* Exercise instructions
Put everything from the line containing "Roadside-survey request: point out the bearded" down to the line containing "Roadside-survey request: point out the woman's blonde" into a Markdown table with two columns, Row and Line. Give each line a row number and leave out blank lines.

+++ Record list

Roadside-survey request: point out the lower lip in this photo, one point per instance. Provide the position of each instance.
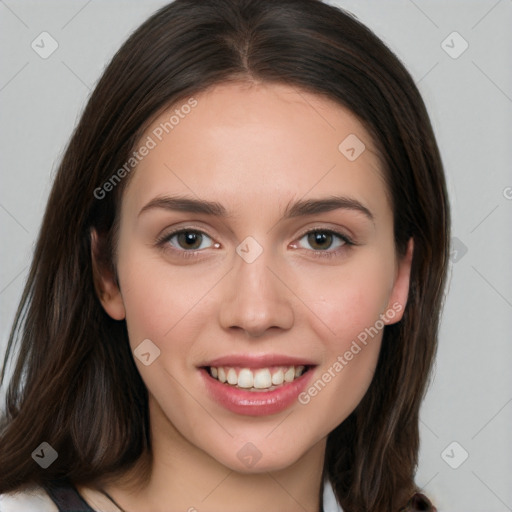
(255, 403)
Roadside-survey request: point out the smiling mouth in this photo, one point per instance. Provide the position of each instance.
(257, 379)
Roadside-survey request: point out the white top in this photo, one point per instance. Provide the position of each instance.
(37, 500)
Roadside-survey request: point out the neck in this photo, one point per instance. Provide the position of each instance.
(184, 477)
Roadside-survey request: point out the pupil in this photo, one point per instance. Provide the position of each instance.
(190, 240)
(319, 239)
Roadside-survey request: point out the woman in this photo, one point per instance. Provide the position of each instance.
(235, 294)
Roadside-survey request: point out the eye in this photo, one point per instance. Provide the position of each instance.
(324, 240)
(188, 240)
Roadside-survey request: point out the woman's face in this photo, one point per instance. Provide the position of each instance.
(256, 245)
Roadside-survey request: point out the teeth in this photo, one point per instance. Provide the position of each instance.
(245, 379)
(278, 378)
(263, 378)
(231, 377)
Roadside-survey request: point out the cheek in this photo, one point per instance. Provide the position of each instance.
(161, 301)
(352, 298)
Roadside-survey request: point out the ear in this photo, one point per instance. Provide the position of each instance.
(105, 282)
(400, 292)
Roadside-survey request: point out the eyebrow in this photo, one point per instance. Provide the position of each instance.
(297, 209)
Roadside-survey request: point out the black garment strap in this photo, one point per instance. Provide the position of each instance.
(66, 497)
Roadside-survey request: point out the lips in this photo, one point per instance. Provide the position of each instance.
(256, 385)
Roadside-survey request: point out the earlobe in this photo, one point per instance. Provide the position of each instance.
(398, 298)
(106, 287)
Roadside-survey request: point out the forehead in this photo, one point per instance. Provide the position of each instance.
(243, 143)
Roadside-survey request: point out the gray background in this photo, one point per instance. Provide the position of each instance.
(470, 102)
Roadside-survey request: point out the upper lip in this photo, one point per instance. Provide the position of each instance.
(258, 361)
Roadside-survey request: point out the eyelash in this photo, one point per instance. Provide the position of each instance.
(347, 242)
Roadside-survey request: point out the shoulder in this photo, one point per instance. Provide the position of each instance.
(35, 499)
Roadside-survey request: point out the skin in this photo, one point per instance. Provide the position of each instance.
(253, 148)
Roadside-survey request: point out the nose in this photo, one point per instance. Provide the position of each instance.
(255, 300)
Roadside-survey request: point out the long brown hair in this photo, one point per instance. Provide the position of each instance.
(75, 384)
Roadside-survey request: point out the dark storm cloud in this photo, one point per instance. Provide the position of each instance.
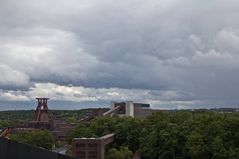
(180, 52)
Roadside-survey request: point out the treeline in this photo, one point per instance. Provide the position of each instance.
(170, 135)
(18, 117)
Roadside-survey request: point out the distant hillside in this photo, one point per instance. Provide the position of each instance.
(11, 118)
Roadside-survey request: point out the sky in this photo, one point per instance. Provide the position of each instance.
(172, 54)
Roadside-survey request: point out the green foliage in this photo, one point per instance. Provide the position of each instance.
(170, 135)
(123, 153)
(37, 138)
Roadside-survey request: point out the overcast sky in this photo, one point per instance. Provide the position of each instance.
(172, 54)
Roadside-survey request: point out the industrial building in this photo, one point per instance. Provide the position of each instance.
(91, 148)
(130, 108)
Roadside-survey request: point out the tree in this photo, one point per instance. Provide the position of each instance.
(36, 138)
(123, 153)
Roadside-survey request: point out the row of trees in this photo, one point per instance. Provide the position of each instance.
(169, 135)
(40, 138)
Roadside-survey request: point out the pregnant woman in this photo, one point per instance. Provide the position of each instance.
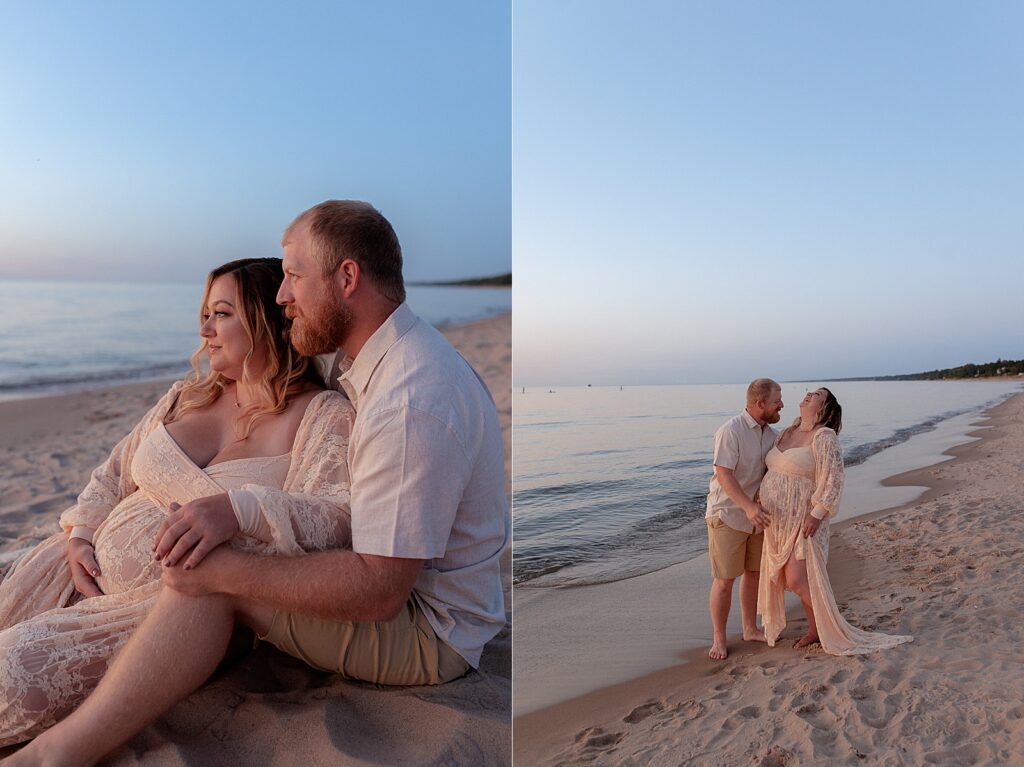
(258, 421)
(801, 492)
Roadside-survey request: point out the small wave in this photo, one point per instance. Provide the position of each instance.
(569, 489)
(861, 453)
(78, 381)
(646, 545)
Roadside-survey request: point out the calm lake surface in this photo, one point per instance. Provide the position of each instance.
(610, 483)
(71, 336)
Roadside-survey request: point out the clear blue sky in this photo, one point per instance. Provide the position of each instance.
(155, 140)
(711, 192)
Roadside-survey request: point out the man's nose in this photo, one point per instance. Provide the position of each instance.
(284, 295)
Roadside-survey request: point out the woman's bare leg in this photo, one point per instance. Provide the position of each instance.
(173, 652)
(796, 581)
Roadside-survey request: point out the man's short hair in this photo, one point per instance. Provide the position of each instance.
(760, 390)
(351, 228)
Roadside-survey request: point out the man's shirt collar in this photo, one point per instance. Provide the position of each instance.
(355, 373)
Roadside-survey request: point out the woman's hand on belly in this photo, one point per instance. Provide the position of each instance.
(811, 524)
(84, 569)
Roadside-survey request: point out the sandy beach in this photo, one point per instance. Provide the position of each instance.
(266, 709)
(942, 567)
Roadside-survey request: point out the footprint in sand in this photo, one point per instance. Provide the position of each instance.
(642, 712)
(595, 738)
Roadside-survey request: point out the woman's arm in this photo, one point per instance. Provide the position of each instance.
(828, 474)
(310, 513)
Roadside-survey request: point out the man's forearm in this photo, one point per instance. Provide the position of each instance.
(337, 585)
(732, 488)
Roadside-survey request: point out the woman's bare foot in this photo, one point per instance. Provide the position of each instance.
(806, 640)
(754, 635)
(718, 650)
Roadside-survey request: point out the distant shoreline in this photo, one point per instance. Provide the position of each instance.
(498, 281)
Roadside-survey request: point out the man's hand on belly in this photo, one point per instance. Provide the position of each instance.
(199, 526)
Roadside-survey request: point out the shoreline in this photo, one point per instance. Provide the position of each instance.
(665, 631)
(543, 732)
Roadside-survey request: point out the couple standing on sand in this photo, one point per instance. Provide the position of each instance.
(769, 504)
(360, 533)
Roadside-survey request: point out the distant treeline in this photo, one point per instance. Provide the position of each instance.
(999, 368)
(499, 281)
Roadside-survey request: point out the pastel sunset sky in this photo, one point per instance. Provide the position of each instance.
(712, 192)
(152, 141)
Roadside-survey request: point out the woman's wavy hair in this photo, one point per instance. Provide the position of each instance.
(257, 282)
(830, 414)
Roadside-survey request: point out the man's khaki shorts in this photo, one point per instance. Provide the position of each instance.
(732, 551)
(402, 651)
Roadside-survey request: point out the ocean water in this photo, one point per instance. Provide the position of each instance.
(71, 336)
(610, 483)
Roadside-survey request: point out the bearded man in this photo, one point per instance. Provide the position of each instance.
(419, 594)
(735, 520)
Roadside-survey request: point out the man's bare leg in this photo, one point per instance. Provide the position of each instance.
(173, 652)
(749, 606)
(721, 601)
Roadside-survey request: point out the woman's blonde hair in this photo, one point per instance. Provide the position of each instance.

++++++
+++ Record list

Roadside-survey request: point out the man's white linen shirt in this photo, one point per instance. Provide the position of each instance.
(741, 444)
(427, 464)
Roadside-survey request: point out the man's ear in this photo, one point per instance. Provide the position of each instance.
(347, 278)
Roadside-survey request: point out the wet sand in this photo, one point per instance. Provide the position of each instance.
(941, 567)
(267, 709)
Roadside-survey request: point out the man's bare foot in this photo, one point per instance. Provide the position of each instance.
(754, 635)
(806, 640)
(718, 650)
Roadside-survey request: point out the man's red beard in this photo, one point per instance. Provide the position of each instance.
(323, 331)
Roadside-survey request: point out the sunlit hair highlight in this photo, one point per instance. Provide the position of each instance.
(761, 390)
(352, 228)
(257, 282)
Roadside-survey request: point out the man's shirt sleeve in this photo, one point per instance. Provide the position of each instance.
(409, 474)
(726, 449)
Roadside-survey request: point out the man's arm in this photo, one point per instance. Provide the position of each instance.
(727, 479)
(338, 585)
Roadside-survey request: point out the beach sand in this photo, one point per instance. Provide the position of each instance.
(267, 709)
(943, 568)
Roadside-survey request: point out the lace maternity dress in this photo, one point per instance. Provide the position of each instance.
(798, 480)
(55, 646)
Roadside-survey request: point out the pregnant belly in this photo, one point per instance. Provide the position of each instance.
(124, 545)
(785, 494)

++++++

* Problem solution
| Row | Line |
|---|---|
| 1 | Roadside-survey request: point out the bearded man in this photo, one point per instance. Provide the position of each instance. |
| 2 | (419, 594) |
| 3 | (735, 520) |
| 4 | Roadside-survey request: point out the man's bare leg in this photo, one point per instance. Provide the position of each instance. |
| 5 | (173, 652) |
| 6 | (749, 606) |
| 7 | (721, 601) |
| 8 | Roadside-survey request: point out the woman's blonde hair in this photo, one point per instance. Provide the position of each instance. |